Update the passage of the Maseru sanitation project text, everything from "To date, the" down to "improving their livelihoods.", and reproduce it with "sewer lines" replaced by "sewerage pipes".
--- Document text Enclosed Below ---
The official opening of the project happened on a chilly morning on June 29th 2017. The event was graced by the newly appointed Minister of Water Hon..nourable Samonyane Ntsekele who was the guest of honour and the Hon.ourable Minister of Finance Dr. Moeketsi Majoro, both of whom through the offices they head hold equal shares of the water Company. The Ambassador of the European Union (EU) Dr. Michael Doyle and the Regional Manager Africa and Caribbean of the European Investment Bank (EIB) Mr. Carmelo Cocuzza were also present at the occasion, as the major funders of the project which commenced in 2008.
Community leaders and members of the benefitting communities such as Khubetsoana and Mabote came in large numbers despite the miserably cold weather conditions. In his key note address Hon.ourable Ntsekele expressed gratitude to the funders for collaborating with the Government of Lesotho(GoL) in implementing this multi million project aimed to improve the sanitation service levels in the urban and peri-urban areas of Maseru particularly within the Maqalika catchment thereby protecting the reservoir from pollution.
To date, the Minister proudly pointed out that health institutions, businesses and community members from Leqele, Thamae, Khubetsoana, Mabote and Temong have connected to the sewer lines constructed under this project. Another phase of the project focuses on building Amalooloo toilets for the vulnerable groups in Maseru and construction has already commenced in Mabote and Khubetsoana. Minister Ntsekele said when Basotho have access to water supply and sanitation services; they will be free from water bourne diseases and would focus energy on improving their livelihoods.
--- End of Enclosed Document text ---
--- Study material Enclosed Below ---
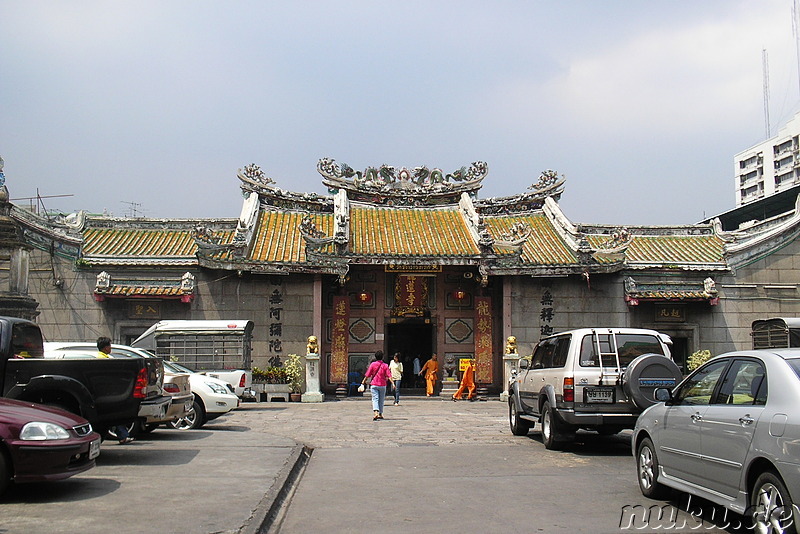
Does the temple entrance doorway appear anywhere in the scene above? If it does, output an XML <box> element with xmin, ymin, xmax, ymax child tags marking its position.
<box><xmin>386</xmin><ymin>319</ymin><xmax>436</xmax><ymax>394</ymax></box>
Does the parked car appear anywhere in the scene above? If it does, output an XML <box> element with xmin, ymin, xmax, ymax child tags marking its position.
<box><xmin>508</xmin><ymin>328</ymin><xmax>683</xmax><ymax>449</ymax></box>
<box><xmin>131</xmin><ymin>320</ymin><xmax>255</xmax><ymax>399</ymax></box>
<box><xmin>0</xmin><ymin>317</ymin><xmax>152</xmax><ymax>435</ymax></box>
<box><xmin>0</xmin><ymin>398</ymin><xmax>100</xmax><ymax>495</ymax></box>
<box><xmin>44</xmin><ymin>342</ymin><xmax>193</xmax><ymax>437</ymax></box>
<box><xmin>164</xmin><ymin>361</ymin><xmax>241</xmax><ymax>430</ymax></box>
<box><xmin>632</xmin><ymin>349</ymin><xmax>800</xmax><ymax>532</ymax></box>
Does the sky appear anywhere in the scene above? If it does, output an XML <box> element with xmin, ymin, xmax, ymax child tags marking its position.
<box><xmin>0</xmin><ymin>0</ymin><xmax>800</xmax><ymax>225</ymax></box>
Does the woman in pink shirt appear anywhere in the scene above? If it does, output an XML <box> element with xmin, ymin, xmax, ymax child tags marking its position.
<box><xmin>361</xmin><ymin>350</ymin><xmax>394</xmax><ymax>421</ymax></box>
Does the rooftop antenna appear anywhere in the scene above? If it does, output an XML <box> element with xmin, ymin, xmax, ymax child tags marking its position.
<box><xmin>120</xmin><ymin>200</ymin><xmax>143</xmax><ymax>219</ymax></box>
<box><xmin>761</xmin><ymin>48</ymin><xmax>771</xmax><ymax>139</ymax></box>
<box><xmin>792</xmin><ymin>0</ymin><xmax>800</xmax><ymax>96</ymax></box>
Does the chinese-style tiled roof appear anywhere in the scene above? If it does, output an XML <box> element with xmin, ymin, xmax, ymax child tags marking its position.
<box><xmin>83</xmin><ymin>228</ymin><xmax>197</xmax><ymax>265</ymax></box>
<box><xmin>82</xmin><ymin>219</ymin><xmax>233</xmax><ymax>266</ymax></box>
<box><xmin>350</xmin><ymin>205</ymin><xmax>480</xmax><ymax>256</ymax></box>
<box><xmin>587</xmin><ymin>234</ymin><xmax>727</xmax><ymax>268</ymax></box>
<box><xmin>484</xmin><ymin>212</ymin><xmax>578</xmax><ymax>265</ymax></box>
<box><xmin>250</xmin><ymin>210</ymin><xmax>333</xmax><ymax>263</ymax></box>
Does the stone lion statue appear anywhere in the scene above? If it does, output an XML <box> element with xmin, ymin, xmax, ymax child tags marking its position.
<box><xmin>306</xmin><ymin>336</ymin><xmax>319</xmax><ymax>354</ymax></box>
<box><xmin>506</xmin><ymin>336</ymin><xmax>517</xmax><ymax>354</ymax></box>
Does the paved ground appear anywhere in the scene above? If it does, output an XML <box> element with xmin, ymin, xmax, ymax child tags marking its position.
<box><xmin>0</xmin><ymin>397</ymin><xmax>744</xmax><ymax>534</ymax></box>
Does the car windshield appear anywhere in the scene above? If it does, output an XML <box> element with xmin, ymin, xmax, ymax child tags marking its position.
<box><xmin>580</xmin><ymin>334</ymin><xmax>664</xmax><ymax>368</ymax></box>
<box><xmin>164</xmin><ymin>360</ymin><xmax>197</xmax><ymax>373</ymax></box>
<box><xmin>786</xmin><ymin>358</ymin><xmax>800</xmax><ymax>378</ymax></box>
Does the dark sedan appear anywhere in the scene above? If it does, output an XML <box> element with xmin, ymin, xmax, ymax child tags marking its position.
<box><xmin>0</xmin><ymin>398</ymin><xmax>100</xmax><ymax>495</ymax></box>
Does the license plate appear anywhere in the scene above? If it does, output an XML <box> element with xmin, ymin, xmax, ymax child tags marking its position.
<box><xmin>583</xmin><ymin>388</ymin><xmax>614</xmax><ymax>404</ymax></box>
<box><xmin>89</xmin><ymin>439</ymin><xmax>100</xmax><ymax>460</ymax></box>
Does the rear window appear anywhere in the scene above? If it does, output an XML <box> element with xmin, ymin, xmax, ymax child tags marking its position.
<box><xmin>11</xmin><ymin>323</ymin><xmax>44</xmax><ymax>358</ymax></box>
<box><xmin>580</xmin><ymin>334</ymin><xmax>664</xmax><ymax>367</ymax></box>
<box><xmin>786</xmin><ymin>358</ymin><xmax>800</xmax><ymax>378</ymax></box>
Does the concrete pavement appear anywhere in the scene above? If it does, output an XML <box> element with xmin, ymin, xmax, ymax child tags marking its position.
<box><xmin>0</xmin><ymin>397</ymin><xmax>700</xmax><ymax>534</ymax></box>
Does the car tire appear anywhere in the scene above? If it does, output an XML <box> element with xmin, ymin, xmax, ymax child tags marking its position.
<box><xmin>622</xmin><ymin>353</ymin><xmax>683</xmax><ymax>410</ymax></box>
<box><xmin>636</xmin><ymin>438</ymin><xmax>668</xmax><ymax>499</ymax></box>
<box><xmin>541</xmin><ymin>401</ymin><xmax>568</xmax><ymax>451</ymax></box>
<box><xmin>167</xmin><ymin>399</ymin><xmax>206</xmax><ymax>430</ymax></box>
<box><xmin>0</xmin><ymin>450</ymin><xmax>11</xmax><ymax>497</ymax></box>
<box><xmin>508</xmin><ymin>395</ymin><xmax>531</xmax><ymax>436</ymax></box>
<box><xmin>750</xmin><ymin>471</ymin><xmax>797</xmax><ymax>534</ymax></box>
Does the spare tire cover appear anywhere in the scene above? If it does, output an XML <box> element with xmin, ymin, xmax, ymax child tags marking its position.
<box><xmin>622</xmin><ymin>353</ymin><xmax>683</xmax><ymax>410</ymax></box>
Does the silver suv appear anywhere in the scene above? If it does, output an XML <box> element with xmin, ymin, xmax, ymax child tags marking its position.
<box><xmin>508</xmin><ymin>328</ymin><xmax>683</xmax><ymax>449</ymax></box>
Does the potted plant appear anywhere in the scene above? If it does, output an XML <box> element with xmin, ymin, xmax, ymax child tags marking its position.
<box><xmin>253</xmin><ymin>366</ymin><xmax>289</xmax><ymax>401</ymax></box>
<box><xmin>284</xmin><ymin>354</ymin><xmax>303</xmax><ymax>401</ymax></box>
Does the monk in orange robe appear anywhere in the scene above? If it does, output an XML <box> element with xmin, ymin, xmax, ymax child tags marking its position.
<box><xmin>453</xmin><ymin>360</ymin><xmax>476</xmax><ymax>401</ymax></box>
<box><xmin>419</xmin><ymin>352</ymin><xmax>439</xmax><ymax>397</ymax></box>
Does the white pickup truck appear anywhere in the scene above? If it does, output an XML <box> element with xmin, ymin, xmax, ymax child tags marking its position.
<box><xmin>131</xmin><ymin>320</ymin><xmax>255</xmax><ymax>398</ymax></box>
<box><xmin>508</xmin><ymin>328</ymin><xmax>683</xmax><ymax>449</ymax></box>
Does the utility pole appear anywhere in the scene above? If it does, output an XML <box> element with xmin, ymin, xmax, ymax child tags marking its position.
<box><xmin>761</xmin><ymin>48</ymin><xmax>771</xmax><ymax>139</ymax></box>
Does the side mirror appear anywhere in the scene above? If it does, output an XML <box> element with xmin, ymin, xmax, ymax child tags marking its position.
<box><xmin>655</xmin><ymin>388</ymin><xmax>672</xmax><ymax>402</ymax></box>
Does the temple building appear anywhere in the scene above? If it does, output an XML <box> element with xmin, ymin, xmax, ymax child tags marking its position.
<box><xmin>0</xmin><ymin>159</ymin><xmax>800</xmax><ymax>393</ymax></box>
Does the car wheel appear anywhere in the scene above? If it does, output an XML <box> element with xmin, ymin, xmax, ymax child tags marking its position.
<box><xmin>541</xmin><ymin>401</ymin><xmax>567</xmax><ymax>450</ymax></box>
<box><xmin>0</xmin><ymin>450</ymin><xmax>11</xmax><ymax>496</ymax></box>
<box><xmin>636</xmin><ymin>438</ymin><xmax>667</xmax><ymax>499</ymax></box>
<box><xmin>167</xmin><ymin>399</ymin><xmax>206</xmax><ymax>430</ymax></box>
<box><xmin>750</xmin><ymin>471</ymin><xmax>797</xmax><ymax>534</ymax></box>
<box><xmin>508</xmin><ymin>395</ymin><xmax>531</xmax><ymax>436</ymax></box>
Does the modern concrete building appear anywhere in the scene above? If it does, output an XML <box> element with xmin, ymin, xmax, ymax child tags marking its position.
<box><xmin>0</xmin><ymin>159</ymin><xmax>800</xmax><ymax>393</ymax></box>
<box><xmin>733</xmin><ymin>113</ymin><xmax>800</xmax><ymax>206</ymax></box>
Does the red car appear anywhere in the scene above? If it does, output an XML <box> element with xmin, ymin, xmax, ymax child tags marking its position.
<box><xmin>0</xmin><ymin>398</ymin><xmax>100</xmax><ymax>495</ymax></box>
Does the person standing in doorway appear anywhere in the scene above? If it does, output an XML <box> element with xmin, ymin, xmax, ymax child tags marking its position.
<box><xmin>389</xmin><ymin>352</ymin><xmax>403</xmax><ymax>406</ymax></box>
<box><xmin>361</xmin><ymin>350</ymin><xmax>394</xmax><ymax>421</ymax></box>
<box><xmin>453</xmin><ymin>359</ymin><xmax>476</xmax><ymax>401</ymax></box>
<box><xmin>97</xmin><ymin>337</ymin><xmax>133</xmax><ymax>445</ymax></box>
<box><xmin>419</xmin><ymin>352</ymin><xmax>439</xmax><ymax>397</ymax></box>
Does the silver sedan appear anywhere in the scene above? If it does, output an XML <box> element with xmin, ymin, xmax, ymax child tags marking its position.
<box><xmin>632</xmin><ymin>349</ymin><xmax>800</xmax><ymax>532</ymax></box>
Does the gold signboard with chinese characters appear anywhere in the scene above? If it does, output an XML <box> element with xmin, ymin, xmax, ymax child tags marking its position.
<box><xmin>127</xmin><ymin>300</ymin><xmax>161</xmax><ymax>319</ymax></box>
<box><xmin>656</xmin><ymin>304</ymin><xmax>686</xmax><ymax>323</ymax></box>
<box><xmin>383</xmin><ymin>263</ymin><xmax>442</xmax><ymax>273</ymax></box>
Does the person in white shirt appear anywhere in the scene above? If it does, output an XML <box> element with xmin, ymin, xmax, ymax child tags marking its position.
<box><xmin>389</xmin><ymin>352</ymin><xmax>403</xmax><ymax>406</ymax></box>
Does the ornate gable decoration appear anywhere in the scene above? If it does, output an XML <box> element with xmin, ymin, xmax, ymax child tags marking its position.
<box><xmin>475</xmin><ymin>169</ymin><xmax>566</xmax><ymax>215</ymax></box>
<box><xmin>317</xmin><ymin>158</ymin><xmax>489</xmax><ymax>206</ymax></box>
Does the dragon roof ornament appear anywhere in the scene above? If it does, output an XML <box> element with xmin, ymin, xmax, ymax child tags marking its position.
<box><xmin>317</xmin><ymin>158</ymin><xmax>489</xmax><ymax>206</ymax></box>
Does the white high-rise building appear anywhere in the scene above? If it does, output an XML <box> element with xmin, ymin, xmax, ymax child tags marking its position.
<box><xmin>733</xmin><ymin>113</ymin><xmax>800</xmax><ymax>207</ymax></box>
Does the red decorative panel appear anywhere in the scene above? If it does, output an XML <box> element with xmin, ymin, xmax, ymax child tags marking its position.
<box><xmin>330</xmin><ymin>296</ymin><xmax>350</xmax><ymax>384</ymax></box>
<box><xmin>474</xmin><ymin>297</ymin><xmax>494</xmax><ymax>383</ymax></box>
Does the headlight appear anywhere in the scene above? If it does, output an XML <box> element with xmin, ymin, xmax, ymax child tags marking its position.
<box><xmin>206</xmin><ymin>382</ymin><xmax>230</xmax><ymax>395</ymax></box>
<box><xmin>19</xmin><ymin>422</ymin><xmax>69</xmax><ymax>441</ymax></box>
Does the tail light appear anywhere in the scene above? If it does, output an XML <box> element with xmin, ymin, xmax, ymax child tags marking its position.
<box><xmin>133</xmin><ymin>368</ymin><xmax>147</xmax><ymax>399</ymax></box>
<box><xmin>564</xmin><ymin>376</ymin><xmax>575</xmax><ymax>402</ymax></box>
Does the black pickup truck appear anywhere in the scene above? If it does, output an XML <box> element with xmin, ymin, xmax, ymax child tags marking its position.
<box><xmin>0</xmin><ymin>317</ymin><xmax>163</xmax><ymax>435</ymax></box>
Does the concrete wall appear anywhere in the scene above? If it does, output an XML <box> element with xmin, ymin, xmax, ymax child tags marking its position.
<box><xmin>29</xmin><ymin>245</ymin><xmax>314</xmax><ymax>368</ymax></box>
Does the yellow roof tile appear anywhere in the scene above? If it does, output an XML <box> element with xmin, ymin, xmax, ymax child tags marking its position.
<box><xmin>350</xmin><ymin>206</ymin><xmax>480</xmax><ymax>256</ymax></box>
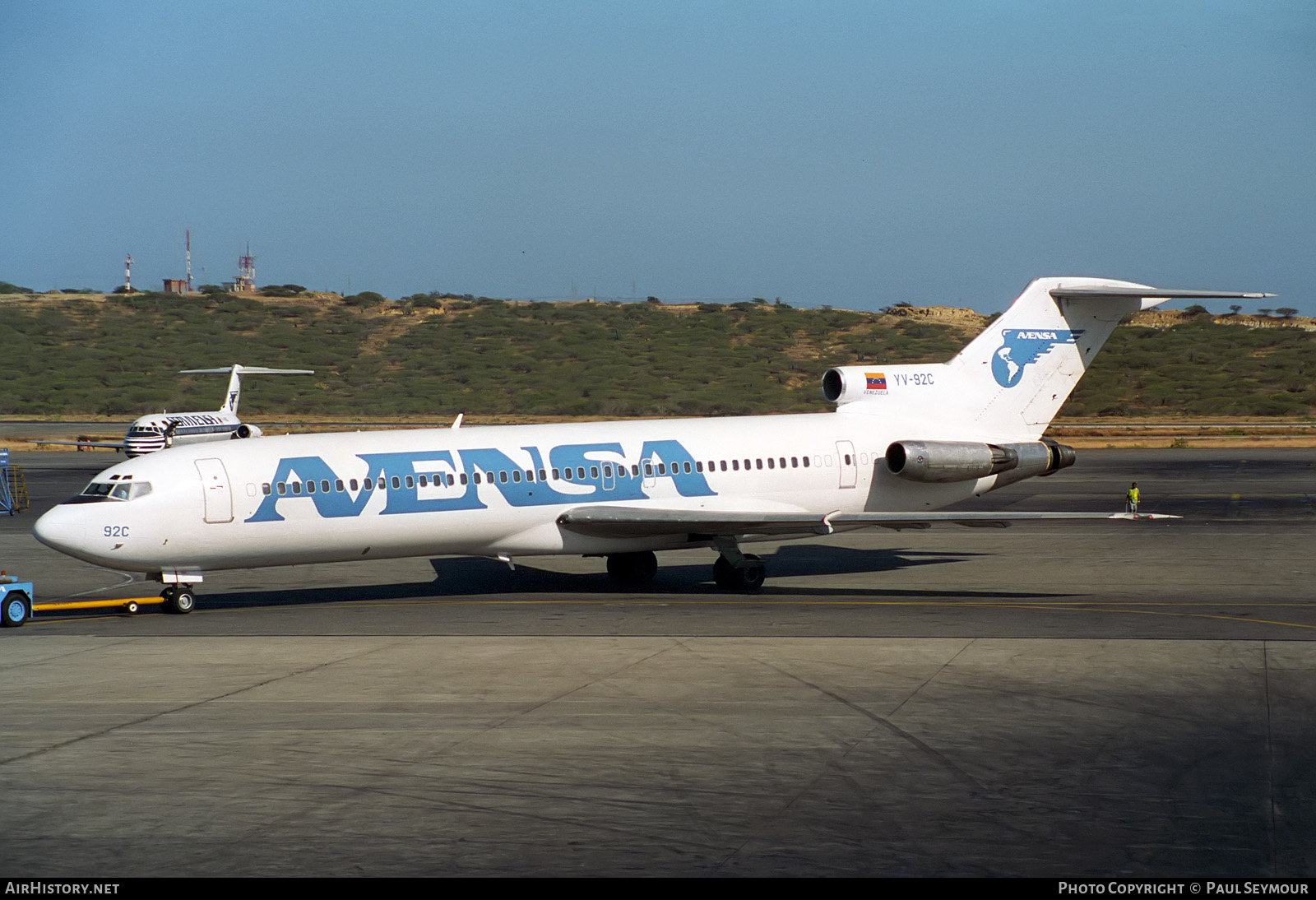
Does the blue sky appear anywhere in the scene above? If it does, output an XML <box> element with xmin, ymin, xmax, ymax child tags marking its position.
--- End of Enclosed Study material ---
Your response
To date, the Minister proudly pointed out that health institutions, businesses and community members from Leqele, Thamae, Khubetsoana, Mabote and Temong have connected to the sewerage pipes constructed under this project. Another phase of the project focuses on building Amalooloo toilets for the vulnerable groups in Maseru and construction has already commenced in Mabote and Khubetsoana. Minister Ntsekele said when Basotho have access to water supply and sanitation services; they will be free from water bourne diseases and would focus energy on improving their livelihoods.